***** Material shown
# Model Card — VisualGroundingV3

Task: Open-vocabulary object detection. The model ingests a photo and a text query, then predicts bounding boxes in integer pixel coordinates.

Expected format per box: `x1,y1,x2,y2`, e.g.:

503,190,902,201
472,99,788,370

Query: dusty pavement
**********
What is needed -
Present the records above as a Markdown table with the columns "No." and "Text", giving each non-blank line its own numbered row and omitting blank lines.

Final answer -
| No. | Text |
|---|---|
| 1 | # Model Card — VisualGroundingV3 |
| 2 | Task: Open-vocabulary object detection. The model ingests a photo and a text query, then predicts bounding boxes in integer pixel coordinates. |
| 3 | Expected format per box: `x1,y1,x2,y2`, e.g.: |
| 4 | 503,190,902,201 |
| 5 | 472,99,788,370 |
| 6 | Query: dusty pavement |